= PROVIDED TEXT =
· · · · · · ·
Researchers Devise Method for Recycling Astronaut Urine to Make 3D Printing Plastics in Space

It won’t solve all our space problems but researchers think “it’s certainly an interesting part of the equation.”

8. 25. 17 by Karla Lant
NinaMarie / Pixabay

Space-Age Efficiency

It isn’t easy conducting missions in deep space — not least of all because you either need to bring everything with you or have a way to make it in zero gravity. Scientists are identifying creative ways to maximize in-space efficiency so they can reduce the number of expensive shipments, and the amount of supplies needed on missions, while making use of everything that’s already there. This includes the astronauts themselves — specifically their urine, which has become a core part of the efficiency efforts.

In partnership with NASA, Mark Blenner of Clemson University has discovered a way to blend human urine with a particular strain of yeast to produce a plastic for use in a 3D printer. 3D printing things such as tools and parts is essential in space, since anything that can be printed wouldn’t have to be carried into space. The team has also created omega-3 fatty acids with the urine-yeast blend which are identical to those that support brain, eye, and heart health and are frequently sold as nutritional supplements.
· · · · · · ·
= DATA UNDER STUDY =

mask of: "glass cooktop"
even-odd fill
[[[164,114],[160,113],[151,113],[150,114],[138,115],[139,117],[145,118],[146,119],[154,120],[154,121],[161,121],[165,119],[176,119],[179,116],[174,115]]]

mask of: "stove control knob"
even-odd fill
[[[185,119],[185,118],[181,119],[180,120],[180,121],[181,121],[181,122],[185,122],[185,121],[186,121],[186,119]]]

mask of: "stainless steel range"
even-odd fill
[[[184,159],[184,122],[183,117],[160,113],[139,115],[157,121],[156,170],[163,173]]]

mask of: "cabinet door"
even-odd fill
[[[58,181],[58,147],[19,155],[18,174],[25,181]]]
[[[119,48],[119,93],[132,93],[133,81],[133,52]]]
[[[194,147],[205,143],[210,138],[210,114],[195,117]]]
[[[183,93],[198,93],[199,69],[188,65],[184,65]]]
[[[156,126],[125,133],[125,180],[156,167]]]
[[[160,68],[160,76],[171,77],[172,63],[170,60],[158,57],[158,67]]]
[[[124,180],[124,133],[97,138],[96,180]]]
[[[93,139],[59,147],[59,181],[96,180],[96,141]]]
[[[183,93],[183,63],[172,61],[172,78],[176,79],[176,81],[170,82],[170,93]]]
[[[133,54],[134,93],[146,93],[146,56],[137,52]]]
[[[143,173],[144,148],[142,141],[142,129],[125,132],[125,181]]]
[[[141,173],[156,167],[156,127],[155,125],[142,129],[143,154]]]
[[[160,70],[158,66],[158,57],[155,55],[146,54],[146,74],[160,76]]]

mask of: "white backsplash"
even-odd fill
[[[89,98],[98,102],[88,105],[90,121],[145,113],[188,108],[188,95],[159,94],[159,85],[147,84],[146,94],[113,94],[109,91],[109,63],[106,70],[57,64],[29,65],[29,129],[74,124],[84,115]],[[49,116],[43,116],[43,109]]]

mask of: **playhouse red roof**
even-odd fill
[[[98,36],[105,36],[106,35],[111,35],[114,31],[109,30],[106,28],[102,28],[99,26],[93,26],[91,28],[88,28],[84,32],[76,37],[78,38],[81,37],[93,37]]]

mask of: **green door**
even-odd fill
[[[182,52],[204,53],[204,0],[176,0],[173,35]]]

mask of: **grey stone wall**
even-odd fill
· · · · · · ·
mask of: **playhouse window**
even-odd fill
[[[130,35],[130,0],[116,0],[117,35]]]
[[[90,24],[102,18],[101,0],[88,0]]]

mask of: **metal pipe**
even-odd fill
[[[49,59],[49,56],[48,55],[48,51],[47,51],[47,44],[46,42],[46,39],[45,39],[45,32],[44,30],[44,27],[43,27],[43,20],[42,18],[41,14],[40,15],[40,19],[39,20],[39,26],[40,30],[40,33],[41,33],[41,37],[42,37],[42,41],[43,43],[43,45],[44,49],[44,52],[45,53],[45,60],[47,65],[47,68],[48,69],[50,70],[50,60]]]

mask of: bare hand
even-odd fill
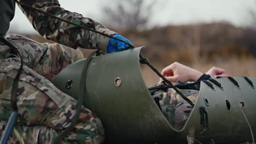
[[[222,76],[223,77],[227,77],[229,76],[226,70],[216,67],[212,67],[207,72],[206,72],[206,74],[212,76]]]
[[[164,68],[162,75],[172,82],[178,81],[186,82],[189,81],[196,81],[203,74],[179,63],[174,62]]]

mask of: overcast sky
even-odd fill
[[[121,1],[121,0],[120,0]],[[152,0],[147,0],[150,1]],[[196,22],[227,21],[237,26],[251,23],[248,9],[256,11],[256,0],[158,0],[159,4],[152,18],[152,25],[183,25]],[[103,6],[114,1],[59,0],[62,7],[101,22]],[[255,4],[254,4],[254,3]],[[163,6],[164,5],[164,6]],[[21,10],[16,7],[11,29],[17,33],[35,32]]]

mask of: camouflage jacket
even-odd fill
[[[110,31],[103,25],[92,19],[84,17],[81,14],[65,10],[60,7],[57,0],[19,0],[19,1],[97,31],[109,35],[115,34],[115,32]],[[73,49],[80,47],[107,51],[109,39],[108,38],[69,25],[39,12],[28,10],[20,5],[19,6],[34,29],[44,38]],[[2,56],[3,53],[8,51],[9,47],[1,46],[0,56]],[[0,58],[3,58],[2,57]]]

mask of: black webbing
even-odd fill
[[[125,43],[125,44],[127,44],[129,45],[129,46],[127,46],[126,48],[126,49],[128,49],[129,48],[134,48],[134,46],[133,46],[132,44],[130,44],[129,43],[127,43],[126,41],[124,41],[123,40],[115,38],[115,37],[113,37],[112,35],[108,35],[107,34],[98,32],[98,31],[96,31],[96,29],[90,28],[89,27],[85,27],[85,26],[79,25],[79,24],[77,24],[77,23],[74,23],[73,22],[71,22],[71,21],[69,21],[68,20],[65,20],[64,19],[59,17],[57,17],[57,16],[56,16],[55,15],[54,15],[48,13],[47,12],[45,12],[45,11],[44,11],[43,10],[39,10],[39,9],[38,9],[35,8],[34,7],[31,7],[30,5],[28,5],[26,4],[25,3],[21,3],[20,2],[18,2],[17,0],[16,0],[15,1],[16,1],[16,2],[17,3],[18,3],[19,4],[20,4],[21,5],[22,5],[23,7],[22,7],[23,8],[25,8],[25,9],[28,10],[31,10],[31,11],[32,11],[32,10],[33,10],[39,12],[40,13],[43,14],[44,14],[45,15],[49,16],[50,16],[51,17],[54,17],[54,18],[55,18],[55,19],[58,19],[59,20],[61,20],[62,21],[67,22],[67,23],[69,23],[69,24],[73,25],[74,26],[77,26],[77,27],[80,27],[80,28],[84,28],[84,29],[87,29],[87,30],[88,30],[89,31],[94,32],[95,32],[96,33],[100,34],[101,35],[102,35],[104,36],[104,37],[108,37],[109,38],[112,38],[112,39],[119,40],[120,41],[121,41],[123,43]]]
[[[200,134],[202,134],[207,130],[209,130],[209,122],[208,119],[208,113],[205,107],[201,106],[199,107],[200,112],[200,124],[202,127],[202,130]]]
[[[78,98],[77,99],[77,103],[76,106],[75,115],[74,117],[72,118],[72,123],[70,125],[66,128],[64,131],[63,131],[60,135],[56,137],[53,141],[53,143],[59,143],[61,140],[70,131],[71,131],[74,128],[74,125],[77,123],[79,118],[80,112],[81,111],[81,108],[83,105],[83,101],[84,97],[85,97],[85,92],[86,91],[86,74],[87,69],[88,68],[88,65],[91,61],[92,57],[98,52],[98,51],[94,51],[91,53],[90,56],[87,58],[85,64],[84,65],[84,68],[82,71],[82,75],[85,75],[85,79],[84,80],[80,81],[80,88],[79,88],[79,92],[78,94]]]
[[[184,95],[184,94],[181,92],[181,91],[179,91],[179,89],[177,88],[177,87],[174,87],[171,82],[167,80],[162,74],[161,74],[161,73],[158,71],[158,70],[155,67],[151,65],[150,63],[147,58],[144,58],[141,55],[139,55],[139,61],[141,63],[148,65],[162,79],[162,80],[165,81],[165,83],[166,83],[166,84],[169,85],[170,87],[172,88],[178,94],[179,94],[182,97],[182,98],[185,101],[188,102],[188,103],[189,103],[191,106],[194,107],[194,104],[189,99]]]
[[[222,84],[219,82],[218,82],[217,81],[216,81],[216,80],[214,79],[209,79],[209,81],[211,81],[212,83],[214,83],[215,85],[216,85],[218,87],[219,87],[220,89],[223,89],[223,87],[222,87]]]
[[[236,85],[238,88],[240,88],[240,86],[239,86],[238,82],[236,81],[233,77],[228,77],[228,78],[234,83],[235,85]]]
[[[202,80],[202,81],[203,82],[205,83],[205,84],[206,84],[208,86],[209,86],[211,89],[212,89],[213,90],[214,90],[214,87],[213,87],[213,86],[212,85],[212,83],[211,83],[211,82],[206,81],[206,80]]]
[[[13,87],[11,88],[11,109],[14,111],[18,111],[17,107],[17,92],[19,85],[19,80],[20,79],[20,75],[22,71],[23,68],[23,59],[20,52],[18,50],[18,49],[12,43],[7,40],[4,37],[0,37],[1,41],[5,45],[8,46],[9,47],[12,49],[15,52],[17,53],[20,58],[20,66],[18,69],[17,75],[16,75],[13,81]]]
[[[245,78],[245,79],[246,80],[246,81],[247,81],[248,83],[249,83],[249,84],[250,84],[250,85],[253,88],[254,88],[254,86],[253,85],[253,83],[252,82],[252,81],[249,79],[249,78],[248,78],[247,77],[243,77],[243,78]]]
· · · · · · ·
= PROBLEMS TO WORK ON =
[A] In the article on turning astronaut urine into 3D printing plastic, what does Mark Blenner blend with human urine to produce the plastic?
[B] Pick up the article on recycling astronaut urine for 3D printing plastics after its final sentence, and write the next part.

= ANSWERS TO THIS EXERCISE =
[A] A particular strain of yeast.

[B]
The ability to create anything useful from waste while in space is thrilling enough in concept, but Blenner is particularly excited about making medicine, vitamins, and other perishable goods. “There are a lot of vitamins and also medicines that degrade just over time. As we have a three-plus year space mission, the quality of critical nutrients will start to decline to the point they’re no longer there,” he explained to CBC News. “It’s difficult to send new supplies that are going to retain their quality, so you have to find a way to make them on site.”

Something From Nothing

The team first discovered the yeast liked to eat pure urea, a nitrogen-rich organic compound that results from the breakdown of proteins and is often found in urine of some fish and mammals, including humans. It was the urea from human urine that the yeast seemed to prefer. Nitrogen can be harvested from space, and carbon, which might be harvested from exhaling astronauts. The final necessary element is the cyanobacteria that transform carbon dioxide and sunlight into sugars, and then urine and sugars into the desired fatty acids and plastics.


While producing useful items from waste in space opens up new possibilities for space travel, Blenner told CBC News that astronauts will not be able to produce everything they need in space anytime soon. “We don’t view this as the holy grail of how we’re going to enable space travel, but it’s certainly an interesting part of the equation.”